**Problems and tasks:**
(a) Copy the passage on voiced and unvoiced speech frames word for word, starting with "If the frame" and going on through "be described below.".
(b) Resume the passage on voiced and unvoiced speech frames right after its last sentence, and carry it on in the same manner.

The estimation of the filter parameters is based on an all-pole modelling which is performed by means of the method called linear predictive analysis (LPA). The name comes from the fact that the method is equivalent with linear prediction. This method is well known in the art and will not be described in further detail here.
A classifying signal is then produced by calculating the autocorrelation function of the residual signal and scaling the result to be between 1. As the inverse filtering has removed much of the smearing introduced by the filter, the possibility of a clearer peak is higher compared to calculating the autocorrelation directly of the speech frame. A voiced/unvoiced decision is then made by comparing the value of the highest peak in the classifying signal to a threshold value, because a sufficiently high peak in the classifying signal means that a pulse train was actually present in the residual signal and thus also in the original speech signal of the frame.
Alternatively, the voiced/unvoiced decision can be made by a simple comparison of the power or energy level of the frame with a threshold similar to the one used in the noise threshold unit 4, just with a higher threshold value, because signals below a certain power level primarily contain consonants or semi-vowels, which are typically unvoiced. However, the results of this method is not as precise as those obtained by the above-mentioned classification.
If the frame is decided as unvoiced it will be sent directly to a combination or concatenation unit 7. Otherwise, i.e. if it is decided as voiced, it will be forwarded to the pitch estimation unit 8, which will be described below.

**Extracted records:**
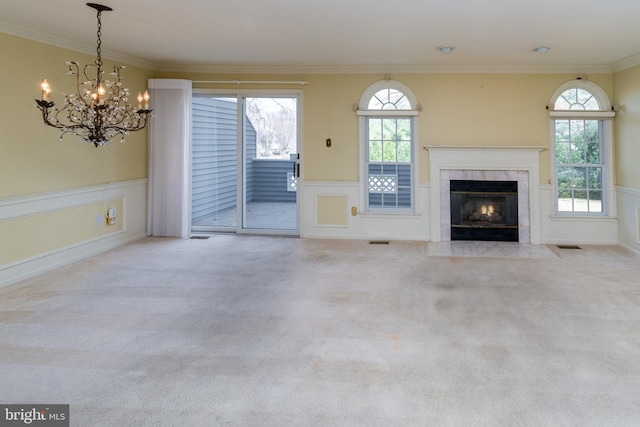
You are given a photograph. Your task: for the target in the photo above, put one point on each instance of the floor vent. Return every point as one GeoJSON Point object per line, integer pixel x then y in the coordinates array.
{"type": "Point", "coordinates": [568, 247]}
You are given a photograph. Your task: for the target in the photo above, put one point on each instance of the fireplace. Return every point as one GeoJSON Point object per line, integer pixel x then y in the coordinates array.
{"type": "Point", "coordinates": [484, 210]}
{"type": "Point", "coordinates": [504, 163]}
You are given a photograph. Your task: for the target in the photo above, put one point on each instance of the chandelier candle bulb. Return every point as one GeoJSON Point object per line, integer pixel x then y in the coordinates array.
{"type": "Point", "coordinates": [99, 111]}
{"type": "Point", "coordinates": [46, 90]}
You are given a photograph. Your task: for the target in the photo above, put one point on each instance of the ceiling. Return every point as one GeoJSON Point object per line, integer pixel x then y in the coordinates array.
{"type": "Point", "coordinates": [342, 35]}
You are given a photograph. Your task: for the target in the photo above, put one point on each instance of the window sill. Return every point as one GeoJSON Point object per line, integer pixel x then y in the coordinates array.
{"type": "Point", "coordinates": [370, 214]}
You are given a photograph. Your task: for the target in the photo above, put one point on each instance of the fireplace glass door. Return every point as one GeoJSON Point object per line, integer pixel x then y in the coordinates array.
{"type": "Point", "coordinates": [484, 210]}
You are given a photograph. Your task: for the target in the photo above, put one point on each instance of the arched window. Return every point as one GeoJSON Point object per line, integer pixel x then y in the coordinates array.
{"type": "Point", "coordinates": [581, 144]}
{"type": "Point", "coordinates": [387, 113]}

**Answers to the tasks:**
(a)
If the frame is decided as unvoiced it will be sent directly to a combination or concatenation unit 7. Otherwise, i.e. if it is decided as voiced, it will be forwarded to the pitch estimation unit 8, which will be described below.

(b)
The pitch is estimated as a preparation for the extension process which should be pitch synchronous. The general idea of the estimation originates in the speech model described above, where the pitch represents the period of the glottal excitation. As the pitch expresses the natural quality and singularity of the speech it is important to carry out a good estimation of the pitch.
The estimation of the pitch is based on the auto-correlation of the residual signal, which is obtained by LPA as described above in the voiced/unvoiced classification. This can be done because the highest peak in the auto-correlation of the residual signal represents the pitch period and can thus be used as an estimate thereof. By thus reusing data the complexity of the method is lowered. FIG. 3a shows an example of a 20 ms segment of a voiced speech signal and FIG. 3b the corresponding autocorrelation function of the residual signal. It will be seen from FIG. 3a that the actual pitch period is about 5.25 ms corresponding to 42 samples, and thus the pitch estimation should end up with this value.
The first step in the estimation of the pitch is to apply a peak picking algorithm to the autocorrelation function provided by the unit 6. This is done with a peak detector which identifies the maximum peak (i.e. the largest value) in the autocorrelation function. The index value, i.e. the sample number or the lag, of the maximum peak is then used as an estimate of the pitch period. In the case shown in FIG. 3b it will be seen that the maximum peak is actually located at a lag of 42 samples. The search of the maximum peak is only performed in the range where a pitch period is likely to be located. In this case the range is set to 60-333 Hz.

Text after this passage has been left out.